WORK INSTRUCTIONS: Please select every line of the records that contains the string "uniform". Case counts.

Coordinate annotation records
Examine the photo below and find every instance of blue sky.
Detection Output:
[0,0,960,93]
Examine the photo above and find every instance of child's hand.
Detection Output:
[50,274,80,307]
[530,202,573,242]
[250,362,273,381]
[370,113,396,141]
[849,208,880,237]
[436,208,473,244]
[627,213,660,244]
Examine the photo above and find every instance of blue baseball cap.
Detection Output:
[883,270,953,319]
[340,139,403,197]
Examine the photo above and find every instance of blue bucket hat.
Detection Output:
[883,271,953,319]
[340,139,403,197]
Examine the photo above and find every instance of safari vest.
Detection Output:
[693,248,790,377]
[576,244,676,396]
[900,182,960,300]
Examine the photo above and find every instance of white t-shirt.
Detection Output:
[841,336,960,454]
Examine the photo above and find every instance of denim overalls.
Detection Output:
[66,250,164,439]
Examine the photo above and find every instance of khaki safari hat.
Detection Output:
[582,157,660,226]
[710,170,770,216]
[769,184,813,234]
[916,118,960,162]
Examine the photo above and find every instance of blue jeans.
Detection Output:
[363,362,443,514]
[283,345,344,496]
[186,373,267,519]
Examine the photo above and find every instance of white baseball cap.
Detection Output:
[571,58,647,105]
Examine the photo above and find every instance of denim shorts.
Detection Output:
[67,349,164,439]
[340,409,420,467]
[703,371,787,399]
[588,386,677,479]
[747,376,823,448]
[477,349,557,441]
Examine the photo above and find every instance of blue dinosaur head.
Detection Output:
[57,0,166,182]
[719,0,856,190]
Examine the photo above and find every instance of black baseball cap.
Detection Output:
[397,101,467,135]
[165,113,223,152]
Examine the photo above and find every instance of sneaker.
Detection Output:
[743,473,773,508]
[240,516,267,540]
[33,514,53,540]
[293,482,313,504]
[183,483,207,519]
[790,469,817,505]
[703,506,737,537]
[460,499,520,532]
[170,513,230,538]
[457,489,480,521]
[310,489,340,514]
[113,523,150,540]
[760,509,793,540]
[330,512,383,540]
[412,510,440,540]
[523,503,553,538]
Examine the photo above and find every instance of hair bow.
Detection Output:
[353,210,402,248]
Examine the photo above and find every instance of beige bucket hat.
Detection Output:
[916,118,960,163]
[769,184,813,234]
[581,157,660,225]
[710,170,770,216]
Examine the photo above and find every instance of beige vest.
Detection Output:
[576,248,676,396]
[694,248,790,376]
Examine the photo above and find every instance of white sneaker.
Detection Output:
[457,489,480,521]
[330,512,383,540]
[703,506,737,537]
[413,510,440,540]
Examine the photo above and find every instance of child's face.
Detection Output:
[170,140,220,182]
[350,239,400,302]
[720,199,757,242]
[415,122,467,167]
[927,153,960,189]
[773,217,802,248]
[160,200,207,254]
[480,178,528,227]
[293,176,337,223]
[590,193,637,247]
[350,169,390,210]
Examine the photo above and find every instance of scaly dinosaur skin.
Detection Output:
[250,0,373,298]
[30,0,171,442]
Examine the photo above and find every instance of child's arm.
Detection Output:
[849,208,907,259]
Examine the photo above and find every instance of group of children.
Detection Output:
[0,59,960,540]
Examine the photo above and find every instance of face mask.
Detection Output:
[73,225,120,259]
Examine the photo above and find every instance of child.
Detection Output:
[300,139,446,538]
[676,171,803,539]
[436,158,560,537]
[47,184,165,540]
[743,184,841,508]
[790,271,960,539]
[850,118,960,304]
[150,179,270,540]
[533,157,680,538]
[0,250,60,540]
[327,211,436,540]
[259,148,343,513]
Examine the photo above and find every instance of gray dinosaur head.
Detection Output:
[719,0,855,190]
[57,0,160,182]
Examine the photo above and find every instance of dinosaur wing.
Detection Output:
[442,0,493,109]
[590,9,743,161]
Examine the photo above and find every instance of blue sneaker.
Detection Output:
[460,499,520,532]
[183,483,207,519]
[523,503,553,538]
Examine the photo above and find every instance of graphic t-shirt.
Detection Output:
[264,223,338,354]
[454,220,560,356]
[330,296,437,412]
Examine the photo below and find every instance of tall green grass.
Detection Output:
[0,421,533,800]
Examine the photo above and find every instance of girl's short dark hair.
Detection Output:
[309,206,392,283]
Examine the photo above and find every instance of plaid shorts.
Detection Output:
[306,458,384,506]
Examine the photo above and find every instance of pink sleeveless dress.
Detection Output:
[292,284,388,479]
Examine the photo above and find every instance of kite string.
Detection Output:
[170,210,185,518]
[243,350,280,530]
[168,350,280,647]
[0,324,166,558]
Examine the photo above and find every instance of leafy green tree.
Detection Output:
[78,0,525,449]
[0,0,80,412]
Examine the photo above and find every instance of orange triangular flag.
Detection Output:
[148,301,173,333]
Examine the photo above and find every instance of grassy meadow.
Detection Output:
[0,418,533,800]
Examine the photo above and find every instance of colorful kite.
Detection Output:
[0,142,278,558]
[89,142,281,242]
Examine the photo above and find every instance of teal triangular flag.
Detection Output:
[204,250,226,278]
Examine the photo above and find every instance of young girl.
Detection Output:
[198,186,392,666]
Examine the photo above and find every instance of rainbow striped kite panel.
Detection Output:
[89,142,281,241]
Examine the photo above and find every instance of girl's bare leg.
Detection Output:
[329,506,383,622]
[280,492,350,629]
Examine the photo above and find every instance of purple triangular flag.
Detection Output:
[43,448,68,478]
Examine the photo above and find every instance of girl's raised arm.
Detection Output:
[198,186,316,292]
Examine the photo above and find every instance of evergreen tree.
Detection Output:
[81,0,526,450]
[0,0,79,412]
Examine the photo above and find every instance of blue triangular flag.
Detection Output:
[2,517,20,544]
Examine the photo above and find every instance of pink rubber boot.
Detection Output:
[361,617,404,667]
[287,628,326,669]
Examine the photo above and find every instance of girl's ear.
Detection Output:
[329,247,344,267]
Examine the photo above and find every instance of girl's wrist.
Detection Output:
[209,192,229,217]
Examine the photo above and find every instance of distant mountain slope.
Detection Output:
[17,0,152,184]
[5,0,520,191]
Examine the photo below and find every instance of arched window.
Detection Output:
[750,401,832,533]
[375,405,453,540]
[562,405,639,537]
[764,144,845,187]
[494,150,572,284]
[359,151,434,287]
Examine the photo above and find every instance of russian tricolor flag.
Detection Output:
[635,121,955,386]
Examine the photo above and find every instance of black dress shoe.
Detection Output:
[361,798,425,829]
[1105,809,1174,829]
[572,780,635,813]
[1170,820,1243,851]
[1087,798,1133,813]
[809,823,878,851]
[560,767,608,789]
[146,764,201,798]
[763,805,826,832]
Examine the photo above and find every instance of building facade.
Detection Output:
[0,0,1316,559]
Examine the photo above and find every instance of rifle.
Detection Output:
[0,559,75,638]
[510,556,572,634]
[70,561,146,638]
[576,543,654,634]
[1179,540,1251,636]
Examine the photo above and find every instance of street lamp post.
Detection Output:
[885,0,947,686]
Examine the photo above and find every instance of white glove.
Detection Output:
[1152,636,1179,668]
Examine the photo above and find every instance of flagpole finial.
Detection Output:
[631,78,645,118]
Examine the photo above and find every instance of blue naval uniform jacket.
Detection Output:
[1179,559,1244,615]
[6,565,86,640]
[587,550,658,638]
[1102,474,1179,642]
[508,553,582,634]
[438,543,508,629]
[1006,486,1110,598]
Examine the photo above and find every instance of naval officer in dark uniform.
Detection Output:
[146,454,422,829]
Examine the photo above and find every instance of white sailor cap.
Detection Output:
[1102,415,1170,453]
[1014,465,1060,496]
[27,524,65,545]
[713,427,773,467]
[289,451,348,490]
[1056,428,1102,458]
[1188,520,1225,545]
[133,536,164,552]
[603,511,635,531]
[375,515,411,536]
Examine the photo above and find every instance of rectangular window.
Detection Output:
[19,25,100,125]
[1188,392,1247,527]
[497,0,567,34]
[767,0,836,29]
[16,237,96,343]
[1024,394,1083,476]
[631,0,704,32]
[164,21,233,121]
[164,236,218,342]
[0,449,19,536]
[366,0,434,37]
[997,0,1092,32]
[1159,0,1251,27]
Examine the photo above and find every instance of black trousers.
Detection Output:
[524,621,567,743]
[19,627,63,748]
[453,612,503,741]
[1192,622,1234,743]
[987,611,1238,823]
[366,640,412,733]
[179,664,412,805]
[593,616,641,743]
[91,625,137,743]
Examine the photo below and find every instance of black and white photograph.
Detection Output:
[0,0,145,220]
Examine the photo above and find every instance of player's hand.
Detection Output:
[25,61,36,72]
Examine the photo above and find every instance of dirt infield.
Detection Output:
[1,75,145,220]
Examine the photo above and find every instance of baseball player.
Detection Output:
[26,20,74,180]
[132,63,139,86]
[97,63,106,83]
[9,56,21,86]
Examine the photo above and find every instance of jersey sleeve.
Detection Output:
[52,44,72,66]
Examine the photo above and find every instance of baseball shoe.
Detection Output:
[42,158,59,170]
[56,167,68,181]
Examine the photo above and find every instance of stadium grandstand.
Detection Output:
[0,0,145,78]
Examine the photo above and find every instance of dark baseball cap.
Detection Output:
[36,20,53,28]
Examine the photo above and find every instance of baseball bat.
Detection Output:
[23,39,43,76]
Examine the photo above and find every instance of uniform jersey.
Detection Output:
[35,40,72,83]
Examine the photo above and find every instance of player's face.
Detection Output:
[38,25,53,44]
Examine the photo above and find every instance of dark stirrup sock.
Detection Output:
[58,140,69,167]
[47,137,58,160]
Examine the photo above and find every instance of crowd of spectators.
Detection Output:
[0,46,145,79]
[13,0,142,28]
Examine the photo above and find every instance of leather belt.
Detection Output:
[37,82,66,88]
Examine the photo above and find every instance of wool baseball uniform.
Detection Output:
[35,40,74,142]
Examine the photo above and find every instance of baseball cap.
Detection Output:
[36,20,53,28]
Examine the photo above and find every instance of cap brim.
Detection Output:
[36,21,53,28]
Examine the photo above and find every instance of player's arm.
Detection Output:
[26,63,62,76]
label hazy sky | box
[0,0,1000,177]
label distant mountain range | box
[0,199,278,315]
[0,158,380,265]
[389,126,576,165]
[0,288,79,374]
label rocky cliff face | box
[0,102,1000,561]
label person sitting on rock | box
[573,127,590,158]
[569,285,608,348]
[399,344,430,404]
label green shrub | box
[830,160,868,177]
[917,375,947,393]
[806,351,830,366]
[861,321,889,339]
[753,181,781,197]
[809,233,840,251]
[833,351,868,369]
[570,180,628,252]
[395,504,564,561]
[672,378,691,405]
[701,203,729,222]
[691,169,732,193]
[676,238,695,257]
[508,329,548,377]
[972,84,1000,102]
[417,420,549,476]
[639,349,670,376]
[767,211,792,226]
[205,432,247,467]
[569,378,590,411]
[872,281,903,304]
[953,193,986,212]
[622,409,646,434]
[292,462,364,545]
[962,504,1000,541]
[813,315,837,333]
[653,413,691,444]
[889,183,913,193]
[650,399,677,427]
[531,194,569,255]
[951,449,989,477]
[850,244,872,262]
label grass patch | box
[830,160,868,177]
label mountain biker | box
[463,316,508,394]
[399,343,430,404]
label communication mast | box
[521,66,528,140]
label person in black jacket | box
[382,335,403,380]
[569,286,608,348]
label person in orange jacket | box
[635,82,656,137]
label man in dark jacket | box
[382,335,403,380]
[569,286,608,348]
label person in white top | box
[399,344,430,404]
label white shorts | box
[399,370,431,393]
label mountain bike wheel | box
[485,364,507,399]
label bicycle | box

RESULT OF THIS EXERCISE:
Examine the photo above and find every instance of blue naval uniform jacket.
Examine the photo above and find every instance of naval officer in dark uniform.
Examine the photo above and find every instance of uniform jersey.
Examine the photo above and find every instance of wool baseball uniform.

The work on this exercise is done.